**Task material**
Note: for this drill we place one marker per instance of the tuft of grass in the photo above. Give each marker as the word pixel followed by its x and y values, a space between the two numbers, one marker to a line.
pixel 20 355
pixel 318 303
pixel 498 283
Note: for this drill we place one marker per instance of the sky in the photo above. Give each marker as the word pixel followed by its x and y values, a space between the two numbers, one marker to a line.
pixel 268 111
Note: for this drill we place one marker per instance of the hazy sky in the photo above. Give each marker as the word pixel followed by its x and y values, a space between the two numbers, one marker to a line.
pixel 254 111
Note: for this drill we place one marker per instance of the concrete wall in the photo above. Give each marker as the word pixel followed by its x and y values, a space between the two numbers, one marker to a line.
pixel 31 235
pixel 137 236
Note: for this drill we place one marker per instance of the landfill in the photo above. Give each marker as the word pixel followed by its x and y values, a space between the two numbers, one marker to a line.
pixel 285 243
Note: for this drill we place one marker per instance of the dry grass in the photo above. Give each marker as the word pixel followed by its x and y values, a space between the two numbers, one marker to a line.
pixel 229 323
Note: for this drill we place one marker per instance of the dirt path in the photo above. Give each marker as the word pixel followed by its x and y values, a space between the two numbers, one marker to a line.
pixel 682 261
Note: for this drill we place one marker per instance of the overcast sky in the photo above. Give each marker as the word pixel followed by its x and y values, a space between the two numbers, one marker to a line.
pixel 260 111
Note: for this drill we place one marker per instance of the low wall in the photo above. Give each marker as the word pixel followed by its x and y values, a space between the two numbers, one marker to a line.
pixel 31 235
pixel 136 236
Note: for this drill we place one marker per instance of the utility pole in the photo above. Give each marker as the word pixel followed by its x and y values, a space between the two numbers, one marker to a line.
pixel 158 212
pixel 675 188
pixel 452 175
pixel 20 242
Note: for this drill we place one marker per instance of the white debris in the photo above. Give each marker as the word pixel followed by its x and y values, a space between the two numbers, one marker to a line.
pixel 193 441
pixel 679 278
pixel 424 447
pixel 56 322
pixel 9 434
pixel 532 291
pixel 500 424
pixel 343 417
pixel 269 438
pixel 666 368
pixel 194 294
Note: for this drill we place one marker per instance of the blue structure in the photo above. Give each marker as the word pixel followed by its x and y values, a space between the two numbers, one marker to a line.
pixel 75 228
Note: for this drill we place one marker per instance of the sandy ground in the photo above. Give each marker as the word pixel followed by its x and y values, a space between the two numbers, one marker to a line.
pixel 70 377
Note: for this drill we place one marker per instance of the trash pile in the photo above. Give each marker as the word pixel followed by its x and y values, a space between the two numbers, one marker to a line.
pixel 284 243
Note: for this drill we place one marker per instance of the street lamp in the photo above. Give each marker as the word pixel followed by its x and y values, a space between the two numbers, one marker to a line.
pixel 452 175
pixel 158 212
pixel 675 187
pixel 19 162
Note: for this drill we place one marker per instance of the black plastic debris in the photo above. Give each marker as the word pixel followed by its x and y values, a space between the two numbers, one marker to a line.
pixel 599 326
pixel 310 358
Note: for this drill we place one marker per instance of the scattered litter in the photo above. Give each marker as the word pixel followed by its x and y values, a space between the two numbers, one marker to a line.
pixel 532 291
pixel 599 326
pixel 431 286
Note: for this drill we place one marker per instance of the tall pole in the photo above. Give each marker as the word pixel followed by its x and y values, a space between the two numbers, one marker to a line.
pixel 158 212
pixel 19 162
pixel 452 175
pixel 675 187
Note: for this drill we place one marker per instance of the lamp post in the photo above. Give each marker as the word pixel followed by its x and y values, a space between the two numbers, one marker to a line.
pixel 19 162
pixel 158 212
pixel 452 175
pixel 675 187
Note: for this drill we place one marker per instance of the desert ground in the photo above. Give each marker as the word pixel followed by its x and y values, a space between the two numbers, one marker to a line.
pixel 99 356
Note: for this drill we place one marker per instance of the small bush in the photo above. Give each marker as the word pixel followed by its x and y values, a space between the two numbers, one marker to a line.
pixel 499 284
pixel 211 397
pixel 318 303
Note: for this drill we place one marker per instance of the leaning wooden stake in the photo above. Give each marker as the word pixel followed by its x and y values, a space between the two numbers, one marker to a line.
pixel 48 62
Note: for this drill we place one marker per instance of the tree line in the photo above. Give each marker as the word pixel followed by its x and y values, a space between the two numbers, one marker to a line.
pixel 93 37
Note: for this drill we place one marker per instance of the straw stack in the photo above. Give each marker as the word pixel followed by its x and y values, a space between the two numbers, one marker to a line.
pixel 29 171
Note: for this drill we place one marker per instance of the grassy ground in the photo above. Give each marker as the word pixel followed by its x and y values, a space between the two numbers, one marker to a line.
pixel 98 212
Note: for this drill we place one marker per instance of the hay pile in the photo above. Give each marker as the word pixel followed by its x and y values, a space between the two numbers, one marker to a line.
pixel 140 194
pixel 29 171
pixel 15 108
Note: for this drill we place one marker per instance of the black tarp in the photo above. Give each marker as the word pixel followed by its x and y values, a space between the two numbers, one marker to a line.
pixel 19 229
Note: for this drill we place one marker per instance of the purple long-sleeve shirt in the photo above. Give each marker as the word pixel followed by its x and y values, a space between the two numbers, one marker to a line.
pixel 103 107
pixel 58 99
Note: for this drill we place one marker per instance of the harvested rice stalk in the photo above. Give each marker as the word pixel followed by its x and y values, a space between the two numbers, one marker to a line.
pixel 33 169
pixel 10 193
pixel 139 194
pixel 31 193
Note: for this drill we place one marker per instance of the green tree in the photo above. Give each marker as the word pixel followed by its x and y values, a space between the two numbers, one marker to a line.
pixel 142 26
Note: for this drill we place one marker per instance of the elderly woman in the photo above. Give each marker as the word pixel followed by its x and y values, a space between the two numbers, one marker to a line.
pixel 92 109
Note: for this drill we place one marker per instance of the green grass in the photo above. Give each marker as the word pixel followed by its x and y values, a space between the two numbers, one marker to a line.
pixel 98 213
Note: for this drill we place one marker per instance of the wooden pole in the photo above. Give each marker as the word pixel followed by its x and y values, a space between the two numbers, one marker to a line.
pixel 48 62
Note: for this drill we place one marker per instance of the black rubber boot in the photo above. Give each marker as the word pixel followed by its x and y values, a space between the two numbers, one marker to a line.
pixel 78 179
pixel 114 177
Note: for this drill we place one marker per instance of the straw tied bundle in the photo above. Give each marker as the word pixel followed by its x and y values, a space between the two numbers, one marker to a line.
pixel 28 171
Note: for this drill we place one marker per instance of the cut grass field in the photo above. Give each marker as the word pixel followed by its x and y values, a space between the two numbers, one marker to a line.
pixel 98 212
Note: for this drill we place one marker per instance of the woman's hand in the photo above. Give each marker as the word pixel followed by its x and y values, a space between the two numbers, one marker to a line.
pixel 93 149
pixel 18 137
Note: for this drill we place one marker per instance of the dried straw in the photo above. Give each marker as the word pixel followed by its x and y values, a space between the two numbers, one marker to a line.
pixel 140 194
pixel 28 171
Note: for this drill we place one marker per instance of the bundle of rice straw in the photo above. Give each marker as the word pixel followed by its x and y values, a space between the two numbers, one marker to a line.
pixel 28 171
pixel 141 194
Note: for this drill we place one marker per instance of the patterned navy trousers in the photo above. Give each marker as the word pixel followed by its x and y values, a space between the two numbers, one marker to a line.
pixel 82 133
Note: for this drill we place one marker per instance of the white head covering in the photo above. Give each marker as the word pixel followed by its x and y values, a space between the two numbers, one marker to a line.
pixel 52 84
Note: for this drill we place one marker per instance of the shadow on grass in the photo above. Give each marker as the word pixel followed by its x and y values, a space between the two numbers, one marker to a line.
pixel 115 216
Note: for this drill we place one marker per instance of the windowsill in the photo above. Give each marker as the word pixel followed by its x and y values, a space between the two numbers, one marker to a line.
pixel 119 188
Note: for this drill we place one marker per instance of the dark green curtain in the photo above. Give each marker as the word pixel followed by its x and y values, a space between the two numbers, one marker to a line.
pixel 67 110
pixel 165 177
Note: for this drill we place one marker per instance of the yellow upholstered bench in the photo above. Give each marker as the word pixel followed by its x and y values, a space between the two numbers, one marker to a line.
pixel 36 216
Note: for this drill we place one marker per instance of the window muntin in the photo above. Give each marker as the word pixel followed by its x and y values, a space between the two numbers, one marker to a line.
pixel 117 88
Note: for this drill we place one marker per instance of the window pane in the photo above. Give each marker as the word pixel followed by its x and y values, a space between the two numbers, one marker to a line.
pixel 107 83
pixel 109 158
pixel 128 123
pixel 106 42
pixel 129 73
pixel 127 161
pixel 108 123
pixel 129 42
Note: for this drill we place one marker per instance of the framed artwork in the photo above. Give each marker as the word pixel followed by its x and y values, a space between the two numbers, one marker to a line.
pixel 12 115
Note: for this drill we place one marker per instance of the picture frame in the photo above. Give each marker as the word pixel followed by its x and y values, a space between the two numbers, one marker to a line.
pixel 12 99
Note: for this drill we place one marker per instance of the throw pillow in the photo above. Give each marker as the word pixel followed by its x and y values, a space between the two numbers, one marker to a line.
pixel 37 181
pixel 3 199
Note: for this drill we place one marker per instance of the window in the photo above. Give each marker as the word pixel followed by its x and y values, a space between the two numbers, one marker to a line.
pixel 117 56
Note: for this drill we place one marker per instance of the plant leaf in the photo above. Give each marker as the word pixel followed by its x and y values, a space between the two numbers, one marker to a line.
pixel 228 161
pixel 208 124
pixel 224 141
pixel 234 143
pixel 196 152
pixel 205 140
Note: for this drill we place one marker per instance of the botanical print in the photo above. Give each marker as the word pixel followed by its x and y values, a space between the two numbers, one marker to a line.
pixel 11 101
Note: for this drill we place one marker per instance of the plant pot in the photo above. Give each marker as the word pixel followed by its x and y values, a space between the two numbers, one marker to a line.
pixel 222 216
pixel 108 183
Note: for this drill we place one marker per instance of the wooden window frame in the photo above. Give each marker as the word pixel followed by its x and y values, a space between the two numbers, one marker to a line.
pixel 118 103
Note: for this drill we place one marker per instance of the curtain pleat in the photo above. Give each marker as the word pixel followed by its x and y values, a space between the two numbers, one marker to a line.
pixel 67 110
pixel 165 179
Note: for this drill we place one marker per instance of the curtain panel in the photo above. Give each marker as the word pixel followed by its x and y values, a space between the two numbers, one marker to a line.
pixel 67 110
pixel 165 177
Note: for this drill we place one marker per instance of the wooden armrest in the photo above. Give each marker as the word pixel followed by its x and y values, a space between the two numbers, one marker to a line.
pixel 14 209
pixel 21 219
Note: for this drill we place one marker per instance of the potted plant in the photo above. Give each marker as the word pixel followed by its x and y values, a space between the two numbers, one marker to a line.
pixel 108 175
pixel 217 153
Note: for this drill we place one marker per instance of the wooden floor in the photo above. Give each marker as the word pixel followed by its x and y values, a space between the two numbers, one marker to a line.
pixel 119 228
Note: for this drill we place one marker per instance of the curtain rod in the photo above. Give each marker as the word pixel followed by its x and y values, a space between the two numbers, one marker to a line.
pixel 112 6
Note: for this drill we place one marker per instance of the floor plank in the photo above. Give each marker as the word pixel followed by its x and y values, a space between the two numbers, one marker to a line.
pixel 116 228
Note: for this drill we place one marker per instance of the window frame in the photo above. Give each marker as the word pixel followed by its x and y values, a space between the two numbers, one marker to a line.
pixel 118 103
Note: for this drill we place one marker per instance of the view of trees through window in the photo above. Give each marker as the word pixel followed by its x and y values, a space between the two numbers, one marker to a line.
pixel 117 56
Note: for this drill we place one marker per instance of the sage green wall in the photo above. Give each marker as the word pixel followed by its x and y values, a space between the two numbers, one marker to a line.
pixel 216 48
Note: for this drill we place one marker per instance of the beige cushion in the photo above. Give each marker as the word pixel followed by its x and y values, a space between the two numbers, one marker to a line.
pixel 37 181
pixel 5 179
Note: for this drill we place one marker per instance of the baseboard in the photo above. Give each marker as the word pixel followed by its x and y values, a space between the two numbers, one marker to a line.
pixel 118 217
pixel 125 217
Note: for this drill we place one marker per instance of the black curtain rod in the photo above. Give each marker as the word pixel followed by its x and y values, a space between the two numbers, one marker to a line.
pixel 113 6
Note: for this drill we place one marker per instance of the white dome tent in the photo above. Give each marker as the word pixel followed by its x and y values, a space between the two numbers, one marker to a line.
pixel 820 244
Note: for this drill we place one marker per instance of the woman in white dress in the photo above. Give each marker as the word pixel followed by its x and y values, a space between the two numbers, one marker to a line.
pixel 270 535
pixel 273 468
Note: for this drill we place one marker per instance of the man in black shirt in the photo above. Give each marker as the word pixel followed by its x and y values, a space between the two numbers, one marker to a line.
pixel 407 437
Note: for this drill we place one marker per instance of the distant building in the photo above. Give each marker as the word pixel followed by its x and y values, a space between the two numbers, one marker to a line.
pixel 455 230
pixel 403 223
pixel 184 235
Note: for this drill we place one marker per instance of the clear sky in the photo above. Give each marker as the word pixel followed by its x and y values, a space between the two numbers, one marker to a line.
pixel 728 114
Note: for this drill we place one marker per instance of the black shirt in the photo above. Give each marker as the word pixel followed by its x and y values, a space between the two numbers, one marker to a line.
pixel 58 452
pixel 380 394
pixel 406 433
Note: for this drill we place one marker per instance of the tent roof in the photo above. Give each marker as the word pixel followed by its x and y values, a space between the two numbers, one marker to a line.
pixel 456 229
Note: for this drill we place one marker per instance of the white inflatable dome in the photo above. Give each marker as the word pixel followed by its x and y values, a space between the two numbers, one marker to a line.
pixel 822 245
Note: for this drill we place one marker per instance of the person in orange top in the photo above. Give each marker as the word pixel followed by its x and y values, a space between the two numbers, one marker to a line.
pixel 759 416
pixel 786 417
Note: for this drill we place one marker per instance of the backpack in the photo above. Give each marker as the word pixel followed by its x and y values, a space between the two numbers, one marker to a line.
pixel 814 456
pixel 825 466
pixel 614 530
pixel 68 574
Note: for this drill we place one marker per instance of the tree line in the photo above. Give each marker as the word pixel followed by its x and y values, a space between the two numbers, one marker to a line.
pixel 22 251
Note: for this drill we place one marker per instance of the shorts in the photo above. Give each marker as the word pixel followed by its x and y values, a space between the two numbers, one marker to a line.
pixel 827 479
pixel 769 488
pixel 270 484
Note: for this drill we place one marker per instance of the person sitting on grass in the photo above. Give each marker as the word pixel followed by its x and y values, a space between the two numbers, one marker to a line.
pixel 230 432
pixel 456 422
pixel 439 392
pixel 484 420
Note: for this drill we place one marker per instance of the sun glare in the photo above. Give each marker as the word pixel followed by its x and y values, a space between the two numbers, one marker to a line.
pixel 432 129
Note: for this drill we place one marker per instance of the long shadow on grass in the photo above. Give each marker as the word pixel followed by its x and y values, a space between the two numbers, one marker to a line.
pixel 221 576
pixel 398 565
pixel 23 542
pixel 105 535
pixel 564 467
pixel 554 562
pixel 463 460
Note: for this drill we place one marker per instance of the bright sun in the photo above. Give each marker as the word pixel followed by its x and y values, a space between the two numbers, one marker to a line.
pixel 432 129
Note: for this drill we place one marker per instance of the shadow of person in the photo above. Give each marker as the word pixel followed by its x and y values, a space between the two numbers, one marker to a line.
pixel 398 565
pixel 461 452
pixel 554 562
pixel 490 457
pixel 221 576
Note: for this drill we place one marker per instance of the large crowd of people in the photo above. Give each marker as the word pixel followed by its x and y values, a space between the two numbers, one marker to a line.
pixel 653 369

**The problem**
Swap "drill" for "exercise" in everything from the start of the material down to the line that contains "pixel 682 261", and return only those lines with nothing else changed.

**Final result**
Note: for this exercise we place one marker per instance of the tuft of grass in the photo above. Give each marker as the word pixel followed by its x and y values, a space between the two numbers, one marker to a line.
pixel 20 355
pixel 318 303
pixel 498 283
Note: for this exercise we place one marker per instance of the sky in the photo above. Give each marker as the word pixel followed by its x and y values, a space between the two numbers, one marker to a line.
pixel 268 111
Note: for this exercise we place one marker per instance of the hazy sky in the photo above. Give each marker as the word pixel followed by its x and y values, a space between the two numbers, one marker to a line.
pixel 254 111
Note: for this exercise we place one marker per instance of the concrete wall in the photo above. Give each marker as the word pixel followed by its x and y values, a space between the two numbers, one marker to a line.
pixel 31 235
pixel 137 236
Note: for this exercise we place one marker per instance of the landfill in the photo above. Give each marker as the word pixel followed by its x and y values, a space between the two numbers, one marker to a line.
pixel 285 243
Note: for this exercise we place one marker per instance of the dry grass in the photo above. Give each marker as the word pixel followed by its x and y values, a space between the two numbers, one marker to a line.
pixel 229 323
Note: for this exercise we place one marker per instance of the dirt path in the photo above. Give each marker as the word pixel followed by its x and y values, a space between the two numbers, one marker to a line.
pixel 682 261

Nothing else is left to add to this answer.